Exercise task: Transcribe only the part of the listing below that begins at the line containing "Reviewer note: confirm that each instance of the setting" and runs to its final line, keeping both ends.

Items:

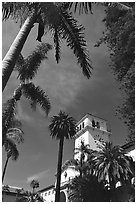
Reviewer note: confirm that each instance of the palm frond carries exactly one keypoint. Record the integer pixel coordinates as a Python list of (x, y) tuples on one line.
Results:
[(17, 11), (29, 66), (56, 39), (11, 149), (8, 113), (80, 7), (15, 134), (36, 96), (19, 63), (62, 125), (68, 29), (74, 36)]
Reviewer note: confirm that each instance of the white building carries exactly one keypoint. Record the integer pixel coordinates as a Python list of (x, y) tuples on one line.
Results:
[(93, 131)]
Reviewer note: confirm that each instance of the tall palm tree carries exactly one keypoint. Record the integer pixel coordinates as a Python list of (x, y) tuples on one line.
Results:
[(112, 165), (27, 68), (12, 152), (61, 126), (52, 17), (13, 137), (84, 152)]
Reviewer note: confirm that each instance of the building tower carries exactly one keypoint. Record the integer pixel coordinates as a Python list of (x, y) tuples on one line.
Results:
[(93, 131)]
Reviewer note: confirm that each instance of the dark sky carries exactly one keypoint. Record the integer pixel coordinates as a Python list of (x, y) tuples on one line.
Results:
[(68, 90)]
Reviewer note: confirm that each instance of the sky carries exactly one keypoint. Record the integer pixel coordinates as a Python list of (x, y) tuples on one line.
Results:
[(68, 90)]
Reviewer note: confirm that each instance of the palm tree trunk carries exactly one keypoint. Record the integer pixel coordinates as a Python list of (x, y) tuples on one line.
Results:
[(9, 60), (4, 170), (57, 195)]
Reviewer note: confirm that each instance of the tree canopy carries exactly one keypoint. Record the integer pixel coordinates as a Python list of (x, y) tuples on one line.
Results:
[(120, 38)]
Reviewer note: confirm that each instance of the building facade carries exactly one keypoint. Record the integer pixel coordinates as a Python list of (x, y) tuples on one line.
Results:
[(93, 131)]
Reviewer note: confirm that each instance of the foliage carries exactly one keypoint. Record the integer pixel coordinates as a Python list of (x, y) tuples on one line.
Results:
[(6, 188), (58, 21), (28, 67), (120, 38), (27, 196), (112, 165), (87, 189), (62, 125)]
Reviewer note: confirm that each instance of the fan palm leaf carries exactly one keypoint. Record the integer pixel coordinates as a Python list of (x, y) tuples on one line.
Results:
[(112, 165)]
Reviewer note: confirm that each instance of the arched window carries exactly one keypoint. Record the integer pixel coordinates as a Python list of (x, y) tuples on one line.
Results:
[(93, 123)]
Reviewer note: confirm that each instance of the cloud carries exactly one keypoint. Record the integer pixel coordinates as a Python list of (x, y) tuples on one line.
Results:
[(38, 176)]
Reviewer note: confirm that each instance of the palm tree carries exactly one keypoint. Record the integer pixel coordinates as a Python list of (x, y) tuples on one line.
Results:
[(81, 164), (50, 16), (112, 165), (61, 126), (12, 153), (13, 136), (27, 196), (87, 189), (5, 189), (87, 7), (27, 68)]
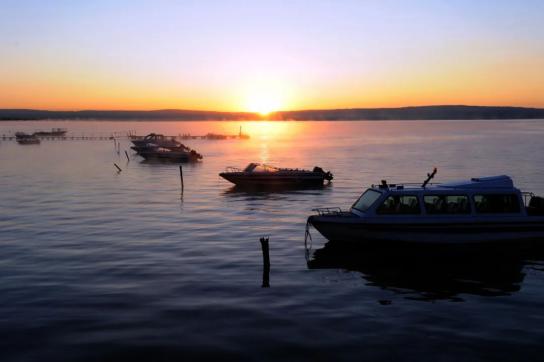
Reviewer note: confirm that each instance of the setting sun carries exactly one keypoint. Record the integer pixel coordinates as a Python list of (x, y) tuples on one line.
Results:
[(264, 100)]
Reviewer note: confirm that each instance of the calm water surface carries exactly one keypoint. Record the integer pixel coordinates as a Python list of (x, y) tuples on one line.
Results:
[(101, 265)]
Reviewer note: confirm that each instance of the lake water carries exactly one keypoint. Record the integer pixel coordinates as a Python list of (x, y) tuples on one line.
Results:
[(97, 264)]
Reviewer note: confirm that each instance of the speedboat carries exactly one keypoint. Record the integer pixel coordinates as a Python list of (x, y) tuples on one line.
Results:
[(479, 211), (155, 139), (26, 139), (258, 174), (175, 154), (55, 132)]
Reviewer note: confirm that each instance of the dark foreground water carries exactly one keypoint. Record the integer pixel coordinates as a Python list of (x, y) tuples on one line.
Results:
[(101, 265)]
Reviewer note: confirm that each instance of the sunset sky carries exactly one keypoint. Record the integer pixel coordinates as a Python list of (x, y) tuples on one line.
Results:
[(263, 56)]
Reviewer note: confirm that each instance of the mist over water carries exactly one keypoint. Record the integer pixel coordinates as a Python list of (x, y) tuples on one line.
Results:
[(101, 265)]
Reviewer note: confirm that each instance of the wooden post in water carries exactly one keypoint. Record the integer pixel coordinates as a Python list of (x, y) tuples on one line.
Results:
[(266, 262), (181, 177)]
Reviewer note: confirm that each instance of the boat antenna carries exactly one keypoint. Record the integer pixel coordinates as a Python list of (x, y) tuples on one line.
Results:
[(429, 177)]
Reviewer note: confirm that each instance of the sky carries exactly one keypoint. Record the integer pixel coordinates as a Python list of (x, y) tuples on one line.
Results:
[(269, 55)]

Answer below:
Reviewer note: confirm that each instance of the setting sun carries exactly one keypoint. Record the integer pixel coordinates as a Python list of (x, y) tuples on one line.
Results:
[(264, 100)]
Reviewer note: confirm that each instance of the calm water surface carries exactly one keypoint. Record the integer pixel coordinates as a Python list of (x, y) tuples on one line.
Results:
[(101, 265)]
Reviewer note: confirm that each instance of the lake water carries exactly one keypoint. Record the integer pixel coordinates as a Python list of (x, y) tuples on one line.
Results:
[(97, 264)]
Reviewer note: confirm that each instance of the speedboat carries exactly one keypoint. Record the integer pixel coordinates as a Python list of (x, y) tuples on one line.
Results:
[(479, 211), (155, 139), (26, 139), (258, 174), (175, 154), (55, 132)]
Reviewer note: confirm that each instance of the dark foreground water carries exactly one keypoint. Record the integer pixel coordinates as a Python list of (x, y) tuples on one line.
Results:
[(101, 265)]
Reviewer note: confirm that each instance of the sunset sky carries exactly one keypoint. Record the integer pixel coordinates as a Python list of (x, y) tuples on one line.
Results:
[(263, 56)]
Reviewer note: confirm that each instance of the mist over water carries exactly one keypoint. Record the integer pixel coordinates as a Python list of (x, y) tuples on one line.
Results:
[(101, 265)]
Reviewer note: confirm that each instance of the wooden post in water carries exactly one keypoint. Record the integer pixel coordinates as a Python list of (x, y) tuples on one line.
Results:
[(266, 262), (181, 177)]
Reviewer note: confirm that each instance of the boat antenna carries exactly one keypoint. Record the integer pixel coordinates as a Python list of (x, y) tuples on one line.
Results:
[(429, 177)]
Reviewer note: confirm that each instance of the sky carries exactly one keypoint. Record the integer pixel coordinates as a Python list of (x, y) tuples on one line.
Results:
[(269, 55)]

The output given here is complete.